Data section:
----------

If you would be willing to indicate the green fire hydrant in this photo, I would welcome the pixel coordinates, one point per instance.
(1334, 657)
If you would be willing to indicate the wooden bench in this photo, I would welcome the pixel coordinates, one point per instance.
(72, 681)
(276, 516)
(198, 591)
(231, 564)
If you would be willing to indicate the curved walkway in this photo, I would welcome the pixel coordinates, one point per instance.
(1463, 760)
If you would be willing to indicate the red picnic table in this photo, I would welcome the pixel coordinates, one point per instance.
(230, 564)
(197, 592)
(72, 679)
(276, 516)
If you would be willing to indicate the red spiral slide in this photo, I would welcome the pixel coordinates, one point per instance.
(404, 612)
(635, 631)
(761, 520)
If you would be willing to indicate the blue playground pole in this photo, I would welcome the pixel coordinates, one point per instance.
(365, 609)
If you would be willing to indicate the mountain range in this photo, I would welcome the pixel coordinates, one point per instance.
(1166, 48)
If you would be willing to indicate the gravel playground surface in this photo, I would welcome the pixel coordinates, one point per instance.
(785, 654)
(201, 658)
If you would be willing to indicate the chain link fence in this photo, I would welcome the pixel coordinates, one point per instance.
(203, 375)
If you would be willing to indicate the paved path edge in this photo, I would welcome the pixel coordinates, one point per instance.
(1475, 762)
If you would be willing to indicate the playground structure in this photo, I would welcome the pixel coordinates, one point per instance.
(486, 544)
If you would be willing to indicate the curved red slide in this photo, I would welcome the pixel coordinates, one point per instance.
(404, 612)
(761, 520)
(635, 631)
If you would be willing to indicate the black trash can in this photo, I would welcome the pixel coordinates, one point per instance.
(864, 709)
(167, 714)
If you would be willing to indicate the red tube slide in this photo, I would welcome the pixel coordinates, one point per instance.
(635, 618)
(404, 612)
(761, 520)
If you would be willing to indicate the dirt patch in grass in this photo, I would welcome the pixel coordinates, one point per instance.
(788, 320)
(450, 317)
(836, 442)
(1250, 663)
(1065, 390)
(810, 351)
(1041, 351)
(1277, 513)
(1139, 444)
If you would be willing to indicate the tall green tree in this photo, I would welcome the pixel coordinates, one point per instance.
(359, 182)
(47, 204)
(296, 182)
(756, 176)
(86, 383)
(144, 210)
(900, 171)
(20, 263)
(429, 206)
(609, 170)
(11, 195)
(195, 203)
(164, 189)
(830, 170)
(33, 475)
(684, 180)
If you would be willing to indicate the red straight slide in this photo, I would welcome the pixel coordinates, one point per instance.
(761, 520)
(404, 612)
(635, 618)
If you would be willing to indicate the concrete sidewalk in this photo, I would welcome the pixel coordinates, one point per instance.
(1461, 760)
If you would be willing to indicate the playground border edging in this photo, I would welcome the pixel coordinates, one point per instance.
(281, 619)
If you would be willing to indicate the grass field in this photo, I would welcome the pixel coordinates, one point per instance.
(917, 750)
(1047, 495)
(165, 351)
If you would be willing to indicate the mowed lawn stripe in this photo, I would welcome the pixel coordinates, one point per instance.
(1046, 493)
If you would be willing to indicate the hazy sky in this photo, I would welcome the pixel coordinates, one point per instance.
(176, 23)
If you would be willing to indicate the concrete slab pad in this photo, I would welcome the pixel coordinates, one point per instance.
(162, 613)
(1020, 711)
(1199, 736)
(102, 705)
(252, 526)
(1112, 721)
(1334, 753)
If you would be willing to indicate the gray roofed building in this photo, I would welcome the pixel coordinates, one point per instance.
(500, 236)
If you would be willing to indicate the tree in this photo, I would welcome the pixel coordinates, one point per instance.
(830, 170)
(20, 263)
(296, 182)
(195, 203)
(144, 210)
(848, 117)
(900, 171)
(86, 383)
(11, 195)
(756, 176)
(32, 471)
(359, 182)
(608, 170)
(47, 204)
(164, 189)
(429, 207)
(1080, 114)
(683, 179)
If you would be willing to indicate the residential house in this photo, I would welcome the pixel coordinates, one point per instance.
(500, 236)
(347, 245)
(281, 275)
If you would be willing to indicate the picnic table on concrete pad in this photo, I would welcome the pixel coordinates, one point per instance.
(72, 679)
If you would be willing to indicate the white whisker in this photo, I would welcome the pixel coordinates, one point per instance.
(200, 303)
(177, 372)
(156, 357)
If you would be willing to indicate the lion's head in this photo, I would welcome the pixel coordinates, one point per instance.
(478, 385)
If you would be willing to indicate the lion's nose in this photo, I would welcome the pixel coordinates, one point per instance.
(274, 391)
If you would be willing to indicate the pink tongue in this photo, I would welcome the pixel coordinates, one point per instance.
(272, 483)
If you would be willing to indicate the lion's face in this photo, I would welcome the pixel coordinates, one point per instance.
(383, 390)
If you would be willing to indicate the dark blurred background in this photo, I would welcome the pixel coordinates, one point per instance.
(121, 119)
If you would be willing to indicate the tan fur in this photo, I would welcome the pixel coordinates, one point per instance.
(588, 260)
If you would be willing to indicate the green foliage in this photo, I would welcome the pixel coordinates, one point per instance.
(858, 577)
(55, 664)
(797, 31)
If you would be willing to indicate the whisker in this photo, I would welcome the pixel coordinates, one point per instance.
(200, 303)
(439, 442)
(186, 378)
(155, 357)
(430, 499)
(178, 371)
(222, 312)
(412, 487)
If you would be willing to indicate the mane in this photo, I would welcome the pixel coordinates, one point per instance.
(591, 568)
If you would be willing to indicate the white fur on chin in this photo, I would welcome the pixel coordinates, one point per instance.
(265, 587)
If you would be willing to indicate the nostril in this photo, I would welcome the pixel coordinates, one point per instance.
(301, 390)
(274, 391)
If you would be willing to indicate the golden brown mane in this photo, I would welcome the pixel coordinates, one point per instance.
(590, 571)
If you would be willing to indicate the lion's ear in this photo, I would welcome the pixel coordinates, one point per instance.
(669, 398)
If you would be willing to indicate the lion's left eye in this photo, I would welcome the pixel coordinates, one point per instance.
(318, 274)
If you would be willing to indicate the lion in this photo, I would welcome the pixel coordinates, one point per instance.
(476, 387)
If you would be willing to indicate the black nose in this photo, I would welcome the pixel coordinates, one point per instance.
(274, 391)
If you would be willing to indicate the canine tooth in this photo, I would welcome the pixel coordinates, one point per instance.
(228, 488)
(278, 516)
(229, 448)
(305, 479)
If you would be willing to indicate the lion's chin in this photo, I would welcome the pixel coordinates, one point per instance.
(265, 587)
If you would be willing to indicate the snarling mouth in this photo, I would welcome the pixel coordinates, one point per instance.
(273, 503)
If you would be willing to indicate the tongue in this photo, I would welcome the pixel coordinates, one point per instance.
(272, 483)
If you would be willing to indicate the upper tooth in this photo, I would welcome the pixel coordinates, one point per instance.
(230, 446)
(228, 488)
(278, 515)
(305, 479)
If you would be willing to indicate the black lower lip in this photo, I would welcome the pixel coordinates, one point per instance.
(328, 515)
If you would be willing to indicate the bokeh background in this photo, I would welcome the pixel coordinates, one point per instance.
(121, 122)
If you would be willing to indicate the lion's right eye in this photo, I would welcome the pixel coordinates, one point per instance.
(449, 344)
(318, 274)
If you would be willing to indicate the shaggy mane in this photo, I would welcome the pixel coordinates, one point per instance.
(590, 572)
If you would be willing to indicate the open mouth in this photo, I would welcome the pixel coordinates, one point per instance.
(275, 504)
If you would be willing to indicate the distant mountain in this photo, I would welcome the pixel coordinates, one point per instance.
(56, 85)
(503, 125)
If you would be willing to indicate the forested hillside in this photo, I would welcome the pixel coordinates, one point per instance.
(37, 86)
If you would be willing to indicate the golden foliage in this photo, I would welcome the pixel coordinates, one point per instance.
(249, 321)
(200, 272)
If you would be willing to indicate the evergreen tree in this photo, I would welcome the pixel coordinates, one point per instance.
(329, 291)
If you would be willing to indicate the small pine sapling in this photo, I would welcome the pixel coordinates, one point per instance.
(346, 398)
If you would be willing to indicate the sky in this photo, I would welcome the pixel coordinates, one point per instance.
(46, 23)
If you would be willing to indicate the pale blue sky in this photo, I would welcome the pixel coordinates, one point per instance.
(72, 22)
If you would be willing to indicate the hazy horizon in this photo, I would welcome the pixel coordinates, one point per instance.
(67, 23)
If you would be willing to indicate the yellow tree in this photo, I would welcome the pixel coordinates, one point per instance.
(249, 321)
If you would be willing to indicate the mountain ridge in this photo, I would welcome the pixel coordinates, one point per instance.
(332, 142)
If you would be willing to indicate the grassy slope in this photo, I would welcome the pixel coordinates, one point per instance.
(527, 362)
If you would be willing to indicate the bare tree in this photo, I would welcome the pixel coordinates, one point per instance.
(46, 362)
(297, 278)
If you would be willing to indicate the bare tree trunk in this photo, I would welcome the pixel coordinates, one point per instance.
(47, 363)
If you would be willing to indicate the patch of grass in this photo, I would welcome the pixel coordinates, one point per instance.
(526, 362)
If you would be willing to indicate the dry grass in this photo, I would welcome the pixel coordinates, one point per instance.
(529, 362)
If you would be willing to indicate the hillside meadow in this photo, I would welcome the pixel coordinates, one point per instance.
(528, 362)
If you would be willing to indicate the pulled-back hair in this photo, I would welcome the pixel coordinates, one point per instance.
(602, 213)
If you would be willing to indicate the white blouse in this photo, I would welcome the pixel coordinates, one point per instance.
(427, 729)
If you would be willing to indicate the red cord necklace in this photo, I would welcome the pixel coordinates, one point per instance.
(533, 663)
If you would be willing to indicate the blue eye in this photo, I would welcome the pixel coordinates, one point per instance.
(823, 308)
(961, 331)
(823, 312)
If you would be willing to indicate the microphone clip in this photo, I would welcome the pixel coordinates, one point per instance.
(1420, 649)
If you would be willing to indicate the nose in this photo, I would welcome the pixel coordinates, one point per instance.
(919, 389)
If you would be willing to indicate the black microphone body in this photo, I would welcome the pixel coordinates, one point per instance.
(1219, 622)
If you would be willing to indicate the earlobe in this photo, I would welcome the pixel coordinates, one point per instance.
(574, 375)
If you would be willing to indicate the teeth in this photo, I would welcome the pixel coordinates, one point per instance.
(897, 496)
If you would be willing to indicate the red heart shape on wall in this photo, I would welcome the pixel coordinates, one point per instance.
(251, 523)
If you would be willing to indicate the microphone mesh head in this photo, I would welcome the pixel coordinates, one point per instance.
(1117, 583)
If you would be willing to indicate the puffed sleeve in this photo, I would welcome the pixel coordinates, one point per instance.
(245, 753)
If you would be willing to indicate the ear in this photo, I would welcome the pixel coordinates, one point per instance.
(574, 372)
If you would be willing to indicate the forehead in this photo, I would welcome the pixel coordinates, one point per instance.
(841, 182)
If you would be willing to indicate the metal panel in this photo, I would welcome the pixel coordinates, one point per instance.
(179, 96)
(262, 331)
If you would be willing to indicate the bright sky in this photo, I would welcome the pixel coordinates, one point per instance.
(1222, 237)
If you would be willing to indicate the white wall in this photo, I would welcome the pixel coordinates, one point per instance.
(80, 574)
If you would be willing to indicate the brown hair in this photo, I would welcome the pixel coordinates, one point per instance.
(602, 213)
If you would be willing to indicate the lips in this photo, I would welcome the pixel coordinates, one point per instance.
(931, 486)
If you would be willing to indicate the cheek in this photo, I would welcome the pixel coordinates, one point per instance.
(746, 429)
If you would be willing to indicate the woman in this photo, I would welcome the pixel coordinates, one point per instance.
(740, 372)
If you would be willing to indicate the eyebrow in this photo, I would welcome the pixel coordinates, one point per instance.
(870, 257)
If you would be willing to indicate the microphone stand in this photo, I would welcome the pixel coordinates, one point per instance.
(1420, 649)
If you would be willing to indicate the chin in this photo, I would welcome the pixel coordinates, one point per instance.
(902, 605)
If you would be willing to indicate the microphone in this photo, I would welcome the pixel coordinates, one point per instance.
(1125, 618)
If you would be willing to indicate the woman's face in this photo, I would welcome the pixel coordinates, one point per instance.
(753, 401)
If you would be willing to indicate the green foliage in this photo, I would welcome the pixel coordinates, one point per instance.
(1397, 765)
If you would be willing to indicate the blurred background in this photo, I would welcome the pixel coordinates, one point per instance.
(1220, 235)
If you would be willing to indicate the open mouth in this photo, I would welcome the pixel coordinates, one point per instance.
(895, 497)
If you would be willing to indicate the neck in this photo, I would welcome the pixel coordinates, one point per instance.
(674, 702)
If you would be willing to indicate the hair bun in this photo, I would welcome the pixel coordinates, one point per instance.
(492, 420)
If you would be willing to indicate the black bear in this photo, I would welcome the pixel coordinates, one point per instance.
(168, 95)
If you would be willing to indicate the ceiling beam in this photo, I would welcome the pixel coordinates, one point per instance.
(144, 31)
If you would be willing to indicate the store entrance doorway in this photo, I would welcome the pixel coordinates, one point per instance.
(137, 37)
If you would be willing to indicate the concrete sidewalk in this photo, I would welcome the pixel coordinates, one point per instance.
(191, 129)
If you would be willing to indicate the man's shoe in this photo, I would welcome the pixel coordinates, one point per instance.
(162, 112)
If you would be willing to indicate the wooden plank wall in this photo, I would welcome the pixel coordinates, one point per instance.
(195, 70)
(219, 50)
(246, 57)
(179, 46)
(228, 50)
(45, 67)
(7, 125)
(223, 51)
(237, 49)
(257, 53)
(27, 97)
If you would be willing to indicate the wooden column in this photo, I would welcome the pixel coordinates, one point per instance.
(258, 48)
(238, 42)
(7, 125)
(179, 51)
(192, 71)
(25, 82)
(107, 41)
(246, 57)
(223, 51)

----------

Look for the line that contains "If you would be willing to indicate the woman's" in the entries above. Set it down, along with all later lines, exactly as written.

Result of the exercise:
If you would be willing to indicate the woman's face in this photo, I would welcome the pixel coordinates, one point per instance.
(753, 401)
If you would be willing to indicate the green foliage in this photo, I would welcome the pixel coordinates, one point per instance.
(1397, 765)
If you would be willing to indicate the blurred background in this photo, I would welcome the pixel coordinates, one point per instance.
(1220, 235)
If you would be willing to indicate the open mouth in this photo, I would welcome the pixel coordinates, one point per instance.
(895, 497)
If you would be willing to indicate the neck in this photo, I would welcome the pixel coordinates, one point per instance.
(674, 702)
If you would be willing to indicate the hair bun in this photo, I would welcome the pixel coordinates, one point per instance.
(492, 420)
If you would be willing to indicate the black bear in this photo, I would welcome the pixel coordinates, one point per instance.
(168, 95)
If you would be willing to indicate the ceiling beam in this photo, I would welcome the pixel coordinates, one point per instance.
(144, 31)
If you would be willing to indicate the store entrance doorway in this photo, I would welcome the pixel coordinates, one point per instance.
(137, 37)
If you would be willing to indicate the concrete sidewalk in this photo, I would welcome the pixel coordinates, one point per instance.
(191, 129)
If you would be willing to indicate the man's shoe in this photo, I would welcome the pixel coordinates, one point per instance.
(162, 112)
If you would be willing to indicate the wooden plank wall in this photo, I would welcome the pixel coordinates, one point per instance.
(195, 70)
(219, 50)
(246, 57)
(179, 46)
(228, 50)
(45, 67)
(7, 125)
(223, 51)
(237, 49)
(257, 53)
(27, 97)
If you would be willing to indicate the wooden column in this photo, I would welcome the pixel coordinates, one point per instance.
(258, 48)
(238, 42)
(7, 125)
(179, 51)
(192, 71)
(25, 82)
(107, 41)
(246, 57)
(223, 51)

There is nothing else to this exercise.